_Problem to work on_: Every entry must be echoed exactly.

_Data for this exercise_:

========================================

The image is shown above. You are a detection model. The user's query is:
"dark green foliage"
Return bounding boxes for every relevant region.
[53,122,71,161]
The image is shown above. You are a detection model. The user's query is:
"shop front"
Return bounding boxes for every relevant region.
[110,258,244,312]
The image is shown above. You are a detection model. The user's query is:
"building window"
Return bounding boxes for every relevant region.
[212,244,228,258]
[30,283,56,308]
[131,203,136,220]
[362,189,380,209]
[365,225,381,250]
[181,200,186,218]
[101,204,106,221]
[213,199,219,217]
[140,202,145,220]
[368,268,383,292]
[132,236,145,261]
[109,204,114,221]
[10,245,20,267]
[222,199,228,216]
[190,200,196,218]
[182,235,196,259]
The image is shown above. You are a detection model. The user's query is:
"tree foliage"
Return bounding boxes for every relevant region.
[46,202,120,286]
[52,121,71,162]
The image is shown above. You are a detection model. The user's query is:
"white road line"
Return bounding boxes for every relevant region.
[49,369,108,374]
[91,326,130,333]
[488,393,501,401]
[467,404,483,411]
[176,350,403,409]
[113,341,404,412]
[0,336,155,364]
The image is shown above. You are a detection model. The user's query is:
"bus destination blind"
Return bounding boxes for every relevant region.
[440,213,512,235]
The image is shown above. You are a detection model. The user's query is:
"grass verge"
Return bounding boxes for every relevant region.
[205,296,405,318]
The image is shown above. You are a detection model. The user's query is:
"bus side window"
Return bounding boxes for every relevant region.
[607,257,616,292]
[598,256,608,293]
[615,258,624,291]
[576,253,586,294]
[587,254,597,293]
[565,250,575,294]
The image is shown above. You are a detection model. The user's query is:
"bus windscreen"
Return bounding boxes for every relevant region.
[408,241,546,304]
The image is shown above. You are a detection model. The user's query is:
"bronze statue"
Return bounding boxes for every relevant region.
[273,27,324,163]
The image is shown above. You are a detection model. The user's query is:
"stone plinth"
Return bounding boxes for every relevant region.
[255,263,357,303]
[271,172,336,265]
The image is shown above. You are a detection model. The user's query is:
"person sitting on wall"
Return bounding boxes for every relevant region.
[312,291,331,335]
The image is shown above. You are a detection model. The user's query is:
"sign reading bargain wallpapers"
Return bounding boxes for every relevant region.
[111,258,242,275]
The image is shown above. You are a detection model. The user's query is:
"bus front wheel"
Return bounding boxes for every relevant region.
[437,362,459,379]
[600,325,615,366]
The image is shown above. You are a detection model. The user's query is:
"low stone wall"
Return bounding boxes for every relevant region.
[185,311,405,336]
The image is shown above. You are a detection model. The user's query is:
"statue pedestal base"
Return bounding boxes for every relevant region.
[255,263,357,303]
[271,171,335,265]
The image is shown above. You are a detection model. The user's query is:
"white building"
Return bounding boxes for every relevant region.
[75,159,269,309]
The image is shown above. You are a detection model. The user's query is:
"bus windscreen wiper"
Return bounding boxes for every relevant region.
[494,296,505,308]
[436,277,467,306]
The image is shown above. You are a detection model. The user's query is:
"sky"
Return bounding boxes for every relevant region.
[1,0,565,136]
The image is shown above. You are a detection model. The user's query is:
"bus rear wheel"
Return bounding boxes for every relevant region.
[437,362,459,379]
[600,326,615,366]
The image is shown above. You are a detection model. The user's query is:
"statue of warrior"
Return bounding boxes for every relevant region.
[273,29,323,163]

========================================

_The completed task_:
The image is shown above. You are a detection model. The user's query is:
"dark green foliage"
Return bounding boxes for every relevant region.
[53,122,71,161]
The image is shown above. You are a detection model. The user's query is:
"shop front"
Return bounding boxes for every relevant region.
[110,258,244,312]
The image is shown above. You are a detection model. The user's query is:
"building window"
Return bounding boxes for every relevant region.
[212,244,228,258]
[30,283,56,308]
[131,203,136,220]
[362,189,380,209]
[365,225,381,250]
[181,200,186,218]
[101,204,106,221]
[213,199,219,217]
[140,202,145,220]
[368,268,383,292]
[132,236,145,261]
[109,204,114,221]
[10,245,20,267]
[222,199,228,216]
[190,200,196,218]
[182,235,196,259]
The image is shown above. You are a detection model. The user's query is:
"tree foliage"
Return bounding boxes for every relevant region.
[46,202,120,286]
[52,121,71,162]
The image is shown above. You are a detection model. The user's query is:
"white road line"
Return bounding boxes for every relevant region.
[49,369,108,374]
[91,326,130,333]
[488,393,501,401]
[467,404,483,411]
[176,350,403,409]
[113,341,404,412]
[0,336,155,364]
The image is shown above. You are a detection model. The user's query is:
"bus destination blind"
Return bounding boxes for every relevant region.
[440,213,512,235]
The image is shown above. You are a detection model. The user's query is:
"grass verge"
Return bounding boxes for every relevant region.
[205,296,405,318]
The image is shown above. You are a detection model. The user's query is:
"bus side window"
Return bounding boxes for every relevant region.
[607,257,616,292]
[598,256,608,293]
[615,258,624,291]
[576,253,586,294]
[587,254,597,293]
[565,250,575,294]
The image is shown above. You are a detection model. The user's query is:
"bus windscreen"
Return bounding boxes for every relevant region.
[408,241,546,304]
The image is shown above. You are a detection model. The user's query is:
"bronze statue"
Return bounding boxes for every relevant region.
[273,27,324,163]
The image is shown above. You are a detection model. The user's query is:
"stone plinth"
Return bounding boxes for every relevant region.
[255,263,357,303]
[271,172,336,265]
The image is shown above. You are a detection model. The user's query is:
"person sitting on wall"
Return bounding boxes for every relevant region.
[312,291,331,335]
The image is shown above. You are a detection model. The user's query is:
"sign reading bargain wallpapers"
Return bounding boxes for every relevant region.
[111,258,242,275]
The image is shown above. You are a detection model. The user's query is:
"bus front wheel"
Return bounding boxes for every relevant region.
[437,362,459,379]
[600,325,615,366]
The image is shown above. You are a detection model. The user's query is:
"low stone wall"
Return bounding boxes for every relevant region.
[185,311,405,336]
The image is shown above. You are a detection model. The user's query is:
"statue pedestal base"
Return bounding boxes for every relevant region.
[255,263,357,303]
[271,171,335,265]
The image is shown above. You are a detection model. The user's query is:
"white building"
Return bounding boxes for every relevant region.
[75,159,269,309]
The image is shown above. You are a detection model. The user's query is:
"bus windscreen wiper"
Return bounding boxes for every relevant region.
[494,296,505,308]
[436,277,467,306]
The image is shown above. You are a detection model. The user's query is:
"sky"
Return bounding boxes for every relevant region.
[1,0,565,136]
The image is shown above. You are a detection model. The user's query is:
"bus rear wheel"
Return bounding boxes for every relevant region.
[437,362,459,379]
[600,326,615,366]
The image is shown above. You are a detection model. The user's query is:
"statue of warrior"
Return bounding boxes for every relevant region.
[273,29,323,163]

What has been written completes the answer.